Görevler ve alıştırmalar:
- a) Verilen metne göre lokantada garsondan ne kadar döner isteniyor?
- b) Verilen metinde "Tam o sırada" ile başlayıp "sözlerini dahi duymamışsınız." ile biten bölümü olduğu gibi tekrarlayın.

Verilen metin:
"TUZ MU YALADIN?!!......"
ÇAĞ ATLIYORUZ DOSTLAR ;FARKINDA MISIN?
Sevgili Dostlarım,
Bir ilçeden, yıllar önce , başkent Ankara' ya gitmek için bilet aldınız. Otobüsünüzün kalkmasına ön beş dakika var.
Tam o sırada bir lokantanın yanından geçiyorsunuz. Et donerinin kokusu
ve görüntüsü sizi bayıyor. Karnimizda zil çalıyor. Daliyorsunuz içeri.
Garsona" Oğlum, ön beş dakika var otobüsümün. Bana acele şu güzel dönerden bir buçuk porsiyon getir" diyorsunuz.
Acele ile nefis dönerleri birer birer mideye indiriyorsunuz. Dönerin
lezzetinden ve işinizın aceleliğinden su içmeyi unutuyorsunuz .
Hesabı ödeyip koştur koştur terminale kan ter içinde geliyorsunuz.
Otobüs nerdeyse hareket etmek üzereyken kendinizi zor koltuğa
atıyorsunuz.
Otobüsü kaçırdım diye o kadar endişelenmişsiniz ki
sizin koşturarak geldiğinizi gören mavinin" Hemşerim nerde kaldın?
Hareket etmek üzereyiz" sert sözlerini dahi duymamışsınız.
Genel de rötarlı hareket ederdi otobüsler.Şansinizdan o gün tam saatinde hareket etmişti,
Otobüsün hareket ettiği on veya on beş dakika olmamıştı. Otobüse
bindiğiniz dakikadan itibaren yediğiniz dönerın birazda tuzlu olması
nedeniyle içiniz su içmek için yanıyordu ama bir türlü muavinden su
istemeye çekiniyordunuz.
Fazla dayanamadiniz, tüm cesaretinizi topladiniz, şoförle ön tarafta sohbet eden muavine seslendiniz;
"Muavin bey, su alabilir miyim? "
Muavin sizin sesinizi duyuyor, yerinden kalkıyor, yönünü size
döndürmeyı bile tenezzül etmeyip, sadece başını çevirerek, kızgın, sert
bir ifadeyle:
"Tuz mu yaladın hemşerim? Otobüs yeni hareket etti ... "

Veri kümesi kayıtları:
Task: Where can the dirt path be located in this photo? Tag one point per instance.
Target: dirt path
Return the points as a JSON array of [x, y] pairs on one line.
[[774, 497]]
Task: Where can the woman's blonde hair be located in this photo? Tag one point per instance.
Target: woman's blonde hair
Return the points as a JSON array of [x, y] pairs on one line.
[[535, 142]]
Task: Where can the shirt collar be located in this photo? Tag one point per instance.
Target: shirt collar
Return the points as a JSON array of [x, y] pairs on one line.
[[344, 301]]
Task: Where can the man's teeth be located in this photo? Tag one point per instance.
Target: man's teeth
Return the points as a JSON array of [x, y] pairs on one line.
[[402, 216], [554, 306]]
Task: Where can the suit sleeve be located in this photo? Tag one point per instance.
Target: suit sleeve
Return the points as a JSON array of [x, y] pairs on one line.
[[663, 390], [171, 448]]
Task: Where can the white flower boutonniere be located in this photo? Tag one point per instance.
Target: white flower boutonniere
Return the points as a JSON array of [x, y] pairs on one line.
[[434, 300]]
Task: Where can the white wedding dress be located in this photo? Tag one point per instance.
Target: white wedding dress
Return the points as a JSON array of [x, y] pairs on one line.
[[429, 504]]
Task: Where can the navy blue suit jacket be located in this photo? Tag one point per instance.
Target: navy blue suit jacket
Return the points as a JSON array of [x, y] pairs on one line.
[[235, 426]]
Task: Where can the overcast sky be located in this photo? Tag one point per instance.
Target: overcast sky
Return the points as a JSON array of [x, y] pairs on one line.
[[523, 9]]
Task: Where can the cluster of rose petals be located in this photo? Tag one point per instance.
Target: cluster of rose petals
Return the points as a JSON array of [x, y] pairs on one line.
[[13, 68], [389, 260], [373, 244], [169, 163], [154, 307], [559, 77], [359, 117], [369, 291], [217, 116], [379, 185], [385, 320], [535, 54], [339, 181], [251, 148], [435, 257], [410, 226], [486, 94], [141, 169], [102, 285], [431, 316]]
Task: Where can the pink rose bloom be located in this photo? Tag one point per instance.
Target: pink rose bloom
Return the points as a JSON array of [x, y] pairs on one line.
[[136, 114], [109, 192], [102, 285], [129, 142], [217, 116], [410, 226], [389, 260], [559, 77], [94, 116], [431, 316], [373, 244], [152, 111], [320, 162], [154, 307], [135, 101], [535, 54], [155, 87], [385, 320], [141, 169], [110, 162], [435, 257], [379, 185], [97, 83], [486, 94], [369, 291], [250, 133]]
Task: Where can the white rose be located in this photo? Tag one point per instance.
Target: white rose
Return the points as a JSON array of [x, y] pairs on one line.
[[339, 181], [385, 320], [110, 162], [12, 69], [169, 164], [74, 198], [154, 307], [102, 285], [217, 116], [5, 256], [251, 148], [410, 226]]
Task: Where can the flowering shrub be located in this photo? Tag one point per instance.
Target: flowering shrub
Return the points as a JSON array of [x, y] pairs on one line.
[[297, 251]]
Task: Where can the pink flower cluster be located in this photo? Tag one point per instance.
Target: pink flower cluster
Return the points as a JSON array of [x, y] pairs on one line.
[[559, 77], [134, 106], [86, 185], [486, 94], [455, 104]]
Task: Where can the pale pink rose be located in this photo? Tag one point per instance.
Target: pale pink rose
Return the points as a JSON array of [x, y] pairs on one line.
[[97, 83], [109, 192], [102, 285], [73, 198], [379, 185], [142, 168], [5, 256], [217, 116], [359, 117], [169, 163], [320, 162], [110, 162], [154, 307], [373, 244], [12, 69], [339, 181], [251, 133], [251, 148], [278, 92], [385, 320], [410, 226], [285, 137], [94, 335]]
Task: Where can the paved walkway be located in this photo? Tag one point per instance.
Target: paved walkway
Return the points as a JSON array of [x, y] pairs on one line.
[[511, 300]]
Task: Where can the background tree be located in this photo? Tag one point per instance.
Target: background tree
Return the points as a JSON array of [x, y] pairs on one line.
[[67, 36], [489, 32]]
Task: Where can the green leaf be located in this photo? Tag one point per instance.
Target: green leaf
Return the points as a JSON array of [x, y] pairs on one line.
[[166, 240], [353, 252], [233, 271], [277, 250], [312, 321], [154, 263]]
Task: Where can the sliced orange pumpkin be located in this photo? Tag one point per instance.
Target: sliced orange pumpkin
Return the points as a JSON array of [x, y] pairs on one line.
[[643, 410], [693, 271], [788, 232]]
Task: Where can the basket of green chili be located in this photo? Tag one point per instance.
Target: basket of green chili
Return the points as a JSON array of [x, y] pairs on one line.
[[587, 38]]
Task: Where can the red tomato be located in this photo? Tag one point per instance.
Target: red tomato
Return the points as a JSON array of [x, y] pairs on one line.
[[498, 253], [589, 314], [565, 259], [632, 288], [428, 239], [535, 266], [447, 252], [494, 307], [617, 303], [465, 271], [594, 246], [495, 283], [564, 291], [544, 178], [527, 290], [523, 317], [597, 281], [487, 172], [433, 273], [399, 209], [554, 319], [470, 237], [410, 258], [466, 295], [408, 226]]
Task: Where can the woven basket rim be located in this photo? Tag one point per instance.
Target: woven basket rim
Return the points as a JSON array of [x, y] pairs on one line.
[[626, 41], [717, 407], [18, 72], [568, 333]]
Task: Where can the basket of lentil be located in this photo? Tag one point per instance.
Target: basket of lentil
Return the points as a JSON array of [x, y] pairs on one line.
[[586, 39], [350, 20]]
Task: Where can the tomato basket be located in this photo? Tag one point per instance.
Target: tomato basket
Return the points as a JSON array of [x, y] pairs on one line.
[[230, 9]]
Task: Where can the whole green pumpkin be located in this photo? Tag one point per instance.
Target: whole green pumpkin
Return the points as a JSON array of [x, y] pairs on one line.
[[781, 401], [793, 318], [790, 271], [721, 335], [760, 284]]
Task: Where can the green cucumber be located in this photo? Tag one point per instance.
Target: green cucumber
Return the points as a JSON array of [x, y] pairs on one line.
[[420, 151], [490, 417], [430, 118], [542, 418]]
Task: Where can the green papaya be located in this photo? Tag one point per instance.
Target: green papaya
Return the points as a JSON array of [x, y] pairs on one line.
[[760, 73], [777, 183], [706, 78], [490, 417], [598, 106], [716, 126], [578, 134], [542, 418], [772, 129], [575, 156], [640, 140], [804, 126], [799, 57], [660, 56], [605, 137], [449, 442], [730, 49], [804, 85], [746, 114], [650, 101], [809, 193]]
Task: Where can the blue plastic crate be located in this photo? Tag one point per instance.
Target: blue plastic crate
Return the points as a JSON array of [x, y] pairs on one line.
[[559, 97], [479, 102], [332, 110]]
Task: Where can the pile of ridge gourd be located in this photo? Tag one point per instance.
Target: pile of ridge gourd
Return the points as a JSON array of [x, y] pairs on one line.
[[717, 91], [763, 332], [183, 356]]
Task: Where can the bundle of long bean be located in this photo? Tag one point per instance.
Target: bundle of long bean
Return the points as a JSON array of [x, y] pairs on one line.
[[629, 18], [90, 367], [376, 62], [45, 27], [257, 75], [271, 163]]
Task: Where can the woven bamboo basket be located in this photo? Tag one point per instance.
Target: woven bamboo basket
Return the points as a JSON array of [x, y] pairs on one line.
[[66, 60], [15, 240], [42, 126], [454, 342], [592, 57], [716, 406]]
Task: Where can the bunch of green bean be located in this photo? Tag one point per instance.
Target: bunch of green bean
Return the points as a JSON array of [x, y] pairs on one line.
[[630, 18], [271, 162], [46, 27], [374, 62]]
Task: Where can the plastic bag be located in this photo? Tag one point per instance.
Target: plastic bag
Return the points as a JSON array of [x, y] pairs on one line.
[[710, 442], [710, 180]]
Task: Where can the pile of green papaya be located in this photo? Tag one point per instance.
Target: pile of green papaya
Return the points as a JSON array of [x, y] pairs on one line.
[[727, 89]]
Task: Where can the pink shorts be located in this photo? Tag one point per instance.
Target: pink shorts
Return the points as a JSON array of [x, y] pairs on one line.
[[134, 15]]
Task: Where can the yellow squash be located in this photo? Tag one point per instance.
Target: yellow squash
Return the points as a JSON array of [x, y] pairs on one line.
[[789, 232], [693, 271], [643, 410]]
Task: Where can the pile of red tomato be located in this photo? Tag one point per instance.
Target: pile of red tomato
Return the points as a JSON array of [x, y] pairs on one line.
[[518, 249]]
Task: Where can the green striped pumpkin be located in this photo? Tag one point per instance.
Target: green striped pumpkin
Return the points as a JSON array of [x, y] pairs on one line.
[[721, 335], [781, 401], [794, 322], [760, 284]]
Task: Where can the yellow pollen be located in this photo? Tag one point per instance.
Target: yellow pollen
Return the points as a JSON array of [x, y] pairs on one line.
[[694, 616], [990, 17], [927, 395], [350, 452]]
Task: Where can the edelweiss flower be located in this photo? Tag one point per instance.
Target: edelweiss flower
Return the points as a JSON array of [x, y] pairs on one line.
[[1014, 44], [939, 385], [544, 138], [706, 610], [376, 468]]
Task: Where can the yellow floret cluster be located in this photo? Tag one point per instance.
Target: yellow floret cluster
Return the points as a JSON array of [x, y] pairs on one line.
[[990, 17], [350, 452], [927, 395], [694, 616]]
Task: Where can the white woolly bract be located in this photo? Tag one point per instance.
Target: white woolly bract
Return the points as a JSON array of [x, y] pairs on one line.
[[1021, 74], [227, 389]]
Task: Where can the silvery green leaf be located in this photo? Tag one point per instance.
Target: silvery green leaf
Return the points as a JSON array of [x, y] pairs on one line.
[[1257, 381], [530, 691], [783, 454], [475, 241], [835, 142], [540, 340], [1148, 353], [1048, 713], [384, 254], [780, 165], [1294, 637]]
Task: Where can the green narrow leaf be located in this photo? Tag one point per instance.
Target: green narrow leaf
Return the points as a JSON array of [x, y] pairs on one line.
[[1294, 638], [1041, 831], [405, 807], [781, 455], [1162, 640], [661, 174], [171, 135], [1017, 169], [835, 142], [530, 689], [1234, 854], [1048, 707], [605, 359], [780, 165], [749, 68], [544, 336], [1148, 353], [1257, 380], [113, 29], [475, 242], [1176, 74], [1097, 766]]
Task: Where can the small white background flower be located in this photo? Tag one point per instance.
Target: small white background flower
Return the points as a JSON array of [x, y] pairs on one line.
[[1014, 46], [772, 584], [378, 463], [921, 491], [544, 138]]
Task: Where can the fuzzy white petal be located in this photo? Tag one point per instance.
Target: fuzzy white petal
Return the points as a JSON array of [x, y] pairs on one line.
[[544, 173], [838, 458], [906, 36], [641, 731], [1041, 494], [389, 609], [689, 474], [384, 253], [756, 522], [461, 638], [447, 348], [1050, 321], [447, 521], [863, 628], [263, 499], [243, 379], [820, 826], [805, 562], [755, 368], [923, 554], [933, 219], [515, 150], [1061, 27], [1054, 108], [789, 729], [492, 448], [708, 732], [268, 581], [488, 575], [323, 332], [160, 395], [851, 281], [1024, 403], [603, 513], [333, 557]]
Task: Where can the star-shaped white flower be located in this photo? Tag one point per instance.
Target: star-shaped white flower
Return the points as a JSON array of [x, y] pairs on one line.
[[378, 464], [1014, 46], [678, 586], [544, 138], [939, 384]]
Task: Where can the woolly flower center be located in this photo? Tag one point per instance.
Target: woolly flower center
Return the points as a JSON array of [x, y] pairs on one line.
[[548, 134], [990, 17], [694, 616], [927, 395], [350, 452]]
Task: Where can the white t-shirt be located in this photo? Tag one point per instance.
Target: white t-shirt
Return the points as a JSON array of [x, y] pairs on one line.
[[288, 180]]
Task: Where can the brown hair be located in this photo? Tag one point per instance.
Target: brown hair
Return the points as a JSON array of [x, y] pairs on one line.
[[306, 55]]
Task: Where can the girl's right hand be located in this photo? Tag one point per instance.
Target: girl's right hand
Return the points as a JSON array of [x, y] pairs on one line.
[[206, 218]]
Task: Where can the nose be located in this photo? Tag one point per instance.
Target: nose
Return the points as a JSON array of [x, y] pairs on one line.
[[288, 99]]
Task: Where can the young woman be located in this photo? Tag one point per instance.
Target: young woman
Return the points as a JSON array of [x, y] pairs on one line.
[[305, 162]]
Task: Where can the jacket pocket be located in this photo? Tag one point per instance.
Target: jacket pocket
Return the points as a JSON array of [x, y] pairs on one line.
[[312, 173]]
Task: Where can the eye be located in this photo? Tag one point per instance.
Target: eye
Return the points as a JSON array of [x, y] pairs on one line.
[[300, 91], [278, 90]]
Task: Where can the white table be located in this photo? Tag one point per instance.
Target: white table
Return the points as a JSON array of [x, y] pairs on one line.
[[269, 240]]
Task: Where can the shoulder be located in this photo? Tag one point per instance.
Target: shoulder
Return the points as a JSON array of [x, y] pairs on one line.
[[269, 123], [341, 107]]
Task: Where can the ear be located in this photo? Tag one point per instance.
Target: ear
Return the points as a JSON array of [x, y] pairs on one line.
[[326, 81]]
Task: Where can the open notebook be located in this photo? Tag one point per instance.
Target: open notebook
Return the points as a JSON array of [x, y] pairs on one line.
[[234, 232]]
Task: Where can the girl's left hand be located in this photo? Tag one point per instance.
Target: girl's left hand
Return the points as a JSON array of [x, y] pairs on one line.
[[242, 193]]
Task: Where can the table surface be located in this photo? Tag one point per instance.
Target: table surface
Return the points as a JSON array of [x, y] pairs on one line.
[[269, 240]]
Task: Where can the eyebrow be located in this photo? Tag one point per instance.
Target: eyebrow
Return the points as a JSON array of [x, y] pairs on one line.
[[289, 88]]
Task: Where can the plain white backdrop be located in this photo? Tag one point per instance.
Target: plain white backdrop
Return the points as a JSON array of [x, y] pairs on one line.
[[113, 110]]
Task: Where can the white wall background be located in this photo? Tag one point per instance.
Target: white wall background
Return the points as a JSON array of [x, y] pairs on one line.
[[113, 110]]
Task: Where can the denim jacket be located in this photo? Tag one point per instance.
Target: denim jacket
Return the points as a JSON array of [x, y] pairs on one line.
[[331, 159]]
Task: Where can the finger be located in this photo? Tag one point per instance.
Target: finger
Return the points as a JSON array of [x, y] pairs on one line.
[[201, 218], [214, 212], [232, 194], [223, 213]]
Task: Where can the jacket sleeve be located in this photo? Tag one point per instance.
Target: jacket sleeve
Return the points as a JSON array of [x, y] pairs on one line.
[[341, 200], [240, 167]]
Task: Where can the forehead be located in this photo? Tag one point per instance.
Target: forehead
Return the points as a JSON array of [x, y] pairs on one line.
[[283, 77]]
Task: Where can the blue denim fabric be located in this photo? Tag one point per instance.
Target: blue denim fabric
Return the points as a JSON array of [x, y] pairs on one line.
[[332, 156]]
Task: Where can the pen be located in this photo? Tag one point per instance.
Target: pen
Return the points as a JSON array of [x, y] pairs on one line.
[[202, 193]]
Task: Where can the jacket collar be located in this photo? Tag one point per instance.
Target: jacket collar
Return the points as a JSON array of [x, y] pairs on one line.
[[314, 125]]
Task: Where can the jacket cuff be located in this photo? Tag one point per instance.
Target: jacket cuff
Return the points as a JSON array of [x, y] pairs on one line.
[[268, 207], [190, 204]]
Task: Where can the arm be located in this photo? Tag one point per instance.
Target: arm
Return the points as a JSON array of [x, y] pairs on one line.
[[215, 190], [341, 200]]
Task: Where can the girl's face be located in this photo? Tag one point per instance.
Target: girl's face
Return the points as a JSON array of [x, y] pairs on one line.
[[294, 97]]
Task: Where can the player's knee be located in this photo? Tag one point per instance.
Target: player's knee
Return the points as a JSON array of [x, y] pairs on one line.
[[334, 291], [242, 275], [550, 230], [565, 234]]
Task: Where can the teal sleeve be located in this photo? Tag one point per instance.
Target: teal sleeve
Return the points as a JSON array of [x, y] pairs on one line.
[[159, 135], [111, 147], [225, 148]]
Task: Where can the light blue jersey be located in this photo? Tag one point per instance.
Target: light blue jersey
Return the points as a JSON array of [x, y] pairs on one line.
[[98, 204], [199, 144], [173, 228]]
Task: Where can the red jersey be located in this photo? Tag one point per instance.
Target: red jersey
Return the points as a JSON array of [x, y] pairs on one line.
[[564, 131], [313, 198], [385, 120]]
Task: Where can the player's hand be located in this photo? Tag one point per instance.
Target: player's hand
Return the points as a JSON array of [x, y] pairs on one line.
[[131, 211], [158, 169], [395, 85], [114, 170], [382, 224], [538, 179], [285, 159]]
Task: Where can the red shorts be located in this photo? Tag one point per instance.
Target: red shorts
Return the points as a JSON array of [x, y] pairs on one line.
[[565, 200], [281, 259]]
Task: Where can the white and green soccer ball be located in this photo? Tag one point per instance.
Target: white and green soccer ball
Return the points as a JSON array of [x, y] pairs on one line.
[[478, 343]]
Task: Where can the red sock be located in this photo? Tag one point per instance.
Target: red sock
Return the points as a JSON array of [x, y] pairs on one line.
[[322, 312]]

Beklenen cevaplar:
- a) Bir buçuk porsiyon.

- b)
Tam o sırada bir lokantanın yanından geçiyorsunuz. Et donerinin kokusu
ve görüntüsü sizi bayıyor. Karnimizda zil çalıyor. Daliyorsunuz içeri.
Garsona" Oğlum, ön beş dakika var otobüsümün. Bana acele şu güzel dönerden bir buçuk porsiyon getir" diyorsunuz.
Acele ile nefis dönerleri birer birer mideye indiriyorsunuz. Dönerin
lezzetinden ve işinizın aceleliğinden su içmeyi unutuyorsunuz .
Hesabı ödeyip koştur koştur terminale kan ter içinde geliyorsunuz.
Otobüs nerdeyse hareket etmek üzereyken kendinizi zor koltuğa
atıyorsunuz.
Otobüsü kaçırdım diye o kadar endişelenmişsiniz ki
sizin koşturarak geldiğinizi gören mavinin" Hemşerim nerde kaldın?
Hareket etmek üzereyiz" sert sözlerini dahi duymamışsınız.